▶ [WHAT YOU SHOULD DO] Beginning with the line that has "the green beach", please write out each remaining line of the listing below, word for word.
____________________
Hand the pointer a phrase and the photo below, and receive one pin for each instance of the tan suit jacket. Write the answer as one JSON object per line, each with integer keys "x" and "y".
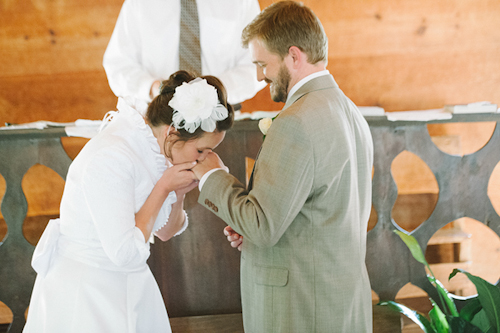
{"x": 304, "y": 221}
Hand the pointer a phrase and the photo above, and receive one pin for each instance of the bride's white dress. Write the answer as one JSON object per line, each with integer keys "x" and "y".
{"x": 91, "y": 263}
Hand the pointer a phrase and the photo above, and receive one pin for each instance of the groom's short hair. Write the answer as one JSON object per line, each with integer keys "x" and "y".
{"x": 285, "y": 24}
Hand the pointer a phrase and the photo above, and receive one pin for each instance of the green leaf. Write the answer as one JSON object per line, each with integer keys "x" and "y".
{"x": 460, "y": 325}
{"x": 489, "y": 296}
{"x": 471, "y": 308}
{"x": 438, "y": 319}
{"x": 415, "y": 316}
{"x": 417, "y": 253}
{"x": 445, "y": 296}
{"x": 413, "y": 245}
{"x": 481, "y": 320}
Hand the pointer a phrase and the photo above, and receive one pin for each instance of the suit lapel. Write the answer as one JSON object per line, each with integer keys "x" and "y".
{"x": 319, "y": 83}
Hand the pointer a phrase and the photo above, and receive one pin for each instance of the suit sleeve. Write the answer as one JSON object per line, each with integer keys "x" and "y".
{"x": 283, "y": 179}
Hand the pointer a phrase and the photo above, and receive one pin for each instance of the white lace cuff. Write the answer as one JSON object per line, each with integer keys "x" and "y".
{"x": 184, "y": 226}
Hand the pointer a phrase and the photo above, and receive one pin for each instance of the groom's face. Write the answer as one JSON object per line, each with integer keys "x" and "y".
{"x": 272, "y": 69}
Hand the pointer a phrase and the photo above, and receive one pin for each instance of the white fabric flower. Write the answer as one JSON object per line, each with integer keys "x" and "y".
{"x": 196, "y": 103}
{"x": 264, "y": 125}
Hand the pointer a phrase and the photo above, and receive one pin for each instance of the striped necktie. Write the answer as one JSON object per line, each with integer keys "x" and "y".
{"x": 189, "y": 42}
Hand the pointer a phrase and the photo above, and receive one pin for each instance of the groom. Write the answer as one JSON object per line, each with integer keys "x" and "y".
{"x": 304, "y": 220}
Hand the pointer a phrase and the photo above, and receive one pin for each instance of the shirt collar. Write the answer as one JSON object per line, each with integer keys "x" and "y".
{"x": 305, "y": 80}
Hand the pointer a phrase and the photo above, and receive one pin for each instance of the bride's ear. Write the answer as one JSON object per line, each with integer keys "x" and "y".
{"x": 169, "y": 130}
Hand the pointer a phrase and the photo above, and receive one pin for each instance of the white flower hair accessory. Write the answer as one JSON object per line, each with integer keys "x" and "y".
{"x": 196, "y": 104}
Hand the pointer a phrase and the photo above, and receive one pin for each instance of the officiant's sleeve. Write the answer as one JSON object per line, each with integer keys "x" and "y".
{"x": 283, "y": 181}
{"x": 126, "y": 75}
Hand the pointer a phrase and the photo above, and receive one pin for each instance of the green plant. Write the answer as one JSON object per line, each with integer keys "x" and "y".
{"x": 481, "y": 314}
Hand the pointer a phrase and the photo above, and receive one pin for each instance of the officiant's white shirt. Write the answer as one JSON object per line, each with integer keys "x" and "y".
{"x": 144, "y": 46}
{"x": 292, "y": 91}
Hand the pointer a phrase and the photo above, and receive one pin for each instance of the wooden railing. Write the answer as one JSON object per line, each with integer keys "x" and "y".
{"x": 198, "y": 273}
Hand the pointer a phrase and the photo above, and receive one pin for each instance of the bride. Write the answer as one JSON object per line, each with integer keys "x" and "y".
{"x": 127, "y": 184}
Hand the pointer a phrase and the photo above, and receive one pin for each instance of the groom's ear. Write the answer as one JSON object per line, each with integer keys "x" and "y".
{"x": 296, "y": 56}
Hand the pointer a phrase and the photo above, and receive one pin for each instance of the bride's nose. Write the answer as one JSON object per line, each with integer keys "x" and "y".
{"x": 202, "y": 156}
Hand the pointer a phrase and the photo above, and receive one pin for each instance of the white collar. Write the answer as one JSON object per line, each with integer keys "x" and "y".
{"x": 305, "y": 80}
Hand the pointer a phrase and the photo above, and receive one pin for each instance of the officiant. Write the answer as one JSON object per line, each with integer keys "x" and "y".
{"x": 152, "y": 39}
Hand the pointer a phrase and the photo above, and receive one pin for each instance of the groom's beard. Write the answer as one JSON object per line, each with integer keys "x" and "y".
{"x": 279, "y": 87}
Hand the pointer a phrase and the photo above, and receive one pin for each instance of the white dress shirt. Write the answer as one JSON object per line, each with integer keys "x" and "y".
{"x": 144, "y": 46}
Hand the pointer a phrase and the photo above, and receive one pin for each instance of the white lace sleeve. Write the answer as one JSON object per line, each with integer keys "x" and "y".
{"x": 184, "y": 226}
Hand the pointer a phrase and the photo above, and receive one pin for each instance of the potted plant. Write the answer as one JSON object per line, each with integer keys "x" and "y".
{"x": 481, "y": 314}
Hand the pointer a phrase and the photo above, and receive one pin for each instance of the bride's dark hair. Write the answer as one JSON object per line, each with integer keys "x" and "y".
{"x": 160, "y": 113}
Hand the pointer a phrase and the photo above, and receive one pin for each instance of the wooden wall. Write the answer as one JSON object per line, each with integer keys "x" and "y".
{"x": 400, "y": 55}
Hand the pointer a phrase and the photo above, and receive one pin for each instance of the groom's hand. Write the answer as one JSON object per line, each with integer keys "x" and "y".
{"x": 233, "y": 237}
{"x": 212, "y": 161}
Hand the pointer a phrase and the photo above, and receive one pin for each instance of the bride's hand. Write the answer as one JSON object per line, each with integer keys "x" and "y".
{"x": 233, "y": 237}
{"x": 179, "y": 177}
{"x": 181, "y": 192}
{"x": 212, "y": 161}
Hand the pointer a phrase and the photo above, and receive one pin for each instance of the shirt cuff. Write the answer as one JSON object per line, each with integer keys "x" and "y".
{"x": 205, "y": 176}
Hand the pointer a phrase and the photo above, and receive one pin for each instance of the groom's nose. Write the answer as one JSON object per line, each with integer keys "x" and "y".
{"x": 260, "y": 74}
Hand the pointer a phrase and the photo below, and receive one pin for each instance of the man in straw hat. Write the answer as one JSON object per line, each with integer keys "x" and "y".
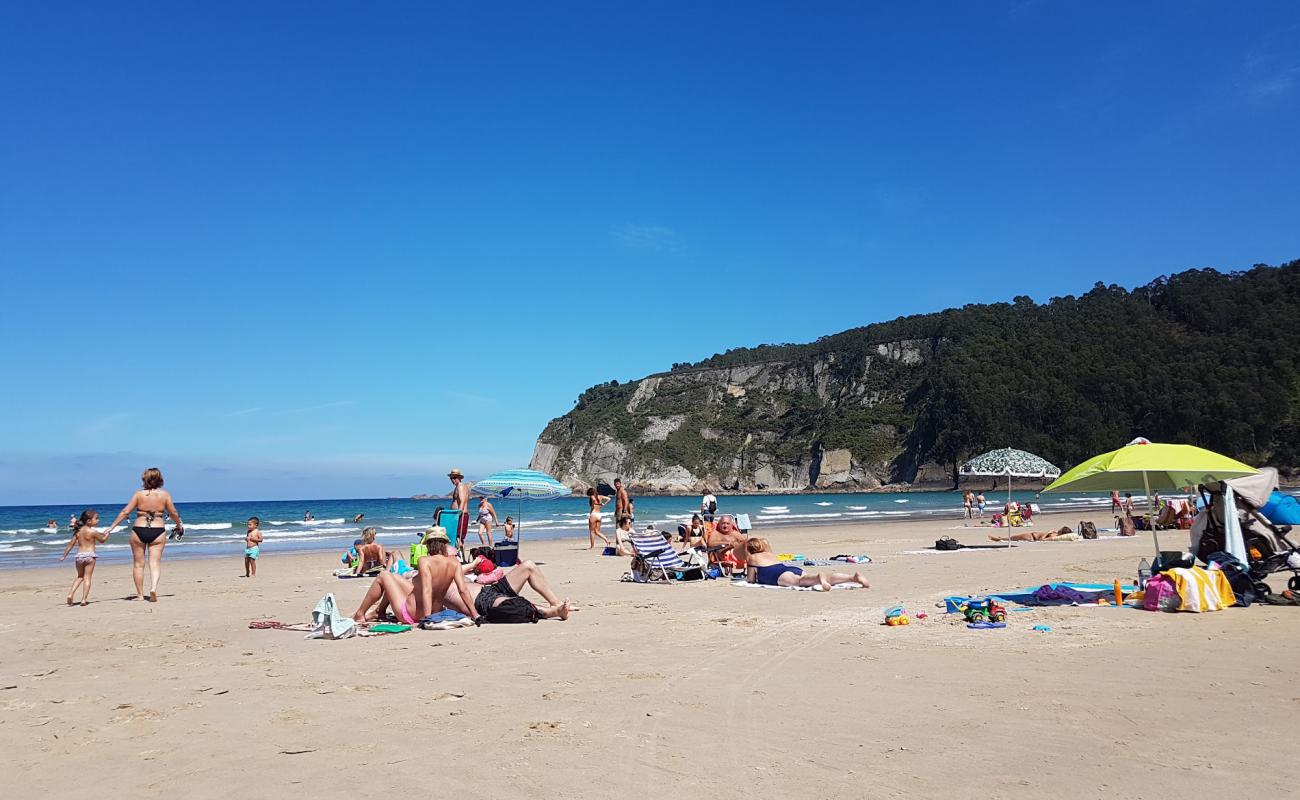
{"x": 460, "y": 502}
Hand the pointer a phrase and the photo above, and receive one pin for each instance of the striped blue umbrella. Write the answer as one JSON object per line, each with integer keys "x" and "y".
{"x": 521, "y": 484}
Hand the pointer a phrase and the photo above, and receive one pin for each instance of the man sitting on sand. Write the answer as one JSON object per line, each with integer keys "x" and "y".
{"x": 727, "y": 533}
{"x": 1064, "y": 533}
{"x": 432, "y": 591}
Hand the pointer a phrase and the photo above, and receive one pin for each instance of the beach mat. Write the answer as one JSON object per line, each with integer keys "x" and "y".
{"x": 1021, "y": 595}
{"x": 763, "y": 586}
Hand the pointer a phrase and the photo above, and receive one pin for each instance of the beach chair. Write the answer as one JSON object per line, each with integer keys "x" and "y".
{"x": 449, "y": 519}
{"x": 657, "y": 561}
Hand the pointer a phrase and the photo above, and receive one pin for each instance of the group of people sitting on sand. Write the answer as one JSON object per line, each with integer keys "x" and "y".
{"x": 722, "y": 544}
{"x": 441, "y": 582}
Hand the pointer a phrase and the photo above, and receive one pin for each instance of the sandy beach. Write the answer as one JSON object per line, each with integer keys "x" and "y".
{"x": 703, "y": 688}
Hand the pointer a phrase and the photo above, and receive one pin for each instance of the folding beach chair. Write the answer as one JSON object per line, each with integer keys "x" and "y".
{"x": 449, "y": 519}
{"x": 655, "y": 560}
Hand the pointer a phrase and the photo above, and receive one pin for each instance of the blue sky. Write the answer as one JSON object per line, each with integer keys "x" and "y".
{"x": 286, "y": 250}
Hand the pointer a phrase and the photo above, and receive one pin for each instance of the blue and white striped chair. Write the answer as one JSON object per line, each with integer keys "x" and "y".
{"x": 655, "y": 560}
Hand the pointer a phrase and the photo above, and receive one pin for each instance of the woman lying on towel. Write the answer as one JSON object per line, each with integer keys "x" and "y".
{"x": 1064, "y": 533}
{"x": 766, "y": 569}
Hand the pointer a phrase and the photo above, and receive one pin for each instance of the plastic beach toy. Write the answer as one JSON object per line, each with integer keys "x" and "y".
{"x": 896, "y": 615}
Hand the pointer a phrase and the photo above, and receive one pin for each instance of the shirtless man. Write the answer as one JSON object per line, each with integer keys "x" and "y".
{"x": 727, "y": 533}
{"x": 622, "y": 506}
{"x": 1035, "y": 536}
{"x": 524, "y": 574}
{"x": 460, "y": 502}
{"x": 411, "y": 601}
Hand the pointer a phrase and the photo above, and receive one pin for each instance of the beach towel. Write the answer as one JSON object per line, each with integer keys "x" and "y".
{"x": 763, "y": 586}
{"x": 1201, "y": 589}
{"x": 385, "y": 627}
{"x": 1060, "y": 595}
{"x": 328, "y": 623}
{"x": 274, "y": 625}
{"x": 852, "y": 558}
{"x": 446, "y": 619}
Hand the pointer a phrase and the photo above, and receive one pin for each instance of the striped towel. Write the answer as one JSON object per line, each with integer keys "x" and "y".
{"x": 1201, "y": 589}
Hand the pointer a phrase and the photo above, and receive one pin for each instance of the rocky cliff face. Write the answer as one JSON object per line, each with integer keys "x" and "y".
{"x": 832, "y": 420}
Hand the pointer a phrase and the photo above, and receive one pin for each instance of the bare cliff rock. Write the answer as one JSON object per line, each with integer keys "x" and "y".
{"x": 831, "y": 422}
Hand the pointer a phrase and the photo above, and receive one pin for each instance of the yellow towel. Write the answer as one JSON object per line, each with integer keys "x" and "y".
{"x": 1201, "y": 589}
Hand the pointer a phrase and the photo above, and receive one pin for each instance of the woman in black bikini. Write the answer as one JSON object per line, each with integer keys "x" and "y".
{"x": 152, "y": 505}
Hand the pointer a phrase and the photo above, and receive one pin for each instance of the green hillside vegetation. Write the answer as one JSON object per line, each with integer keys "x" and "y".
{"x": 1201, "y": 357}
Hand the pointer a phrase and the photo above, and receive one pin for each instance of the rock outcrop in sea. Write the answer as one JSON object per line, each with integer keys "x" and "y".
{"x": 1201, "y": 357}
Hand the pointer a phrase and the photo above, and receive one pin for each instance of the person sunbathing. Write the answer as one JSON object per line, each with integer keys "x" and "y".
{"x": 694, "y": 535}
{"x": 420, "y": 596}
{"x": 767, "y": 569}
{"x": 1062, "y": 533}
{"x": 371, "y": 554}
{"x": 727, "y": 533}
{"x": 499, "y": 601}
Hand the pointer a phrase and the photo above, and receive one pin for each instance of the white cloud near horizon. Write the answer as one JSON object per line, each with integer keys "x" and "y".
{"x": 635, "y": 236}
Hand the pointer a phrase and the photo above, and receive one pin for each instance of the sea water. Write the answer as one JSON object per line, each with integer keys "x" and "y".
{"x": 217, "y": 528}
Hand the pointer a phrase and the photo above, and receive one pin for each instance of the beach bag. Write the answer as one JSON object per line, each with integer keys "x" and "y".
{"x": 1238, "y": 576}
{"x": 421, "y": 549}
{"x": 1161, "y": 595}
{"x": 417, "y": 552}
{"x": 507, "y": 554}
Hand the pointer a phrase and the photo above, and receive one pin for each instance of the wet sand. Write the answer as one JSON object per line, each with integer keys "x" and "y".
{"x": 702, "y": 688}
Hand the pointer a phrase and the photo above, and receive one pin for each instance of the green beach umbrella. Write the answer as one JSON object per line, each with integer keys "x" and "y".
{"x": 1143, "y": 465}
____________________
▶ [WRITTEN ANSWER]
Hand the pointer a phrase and the photo above, and receive one pin for each instance of the green beach umbrella. Write the answer as one JSON object per line, each with integer keys "x" and "y".
{"x": 1143, "y": 465}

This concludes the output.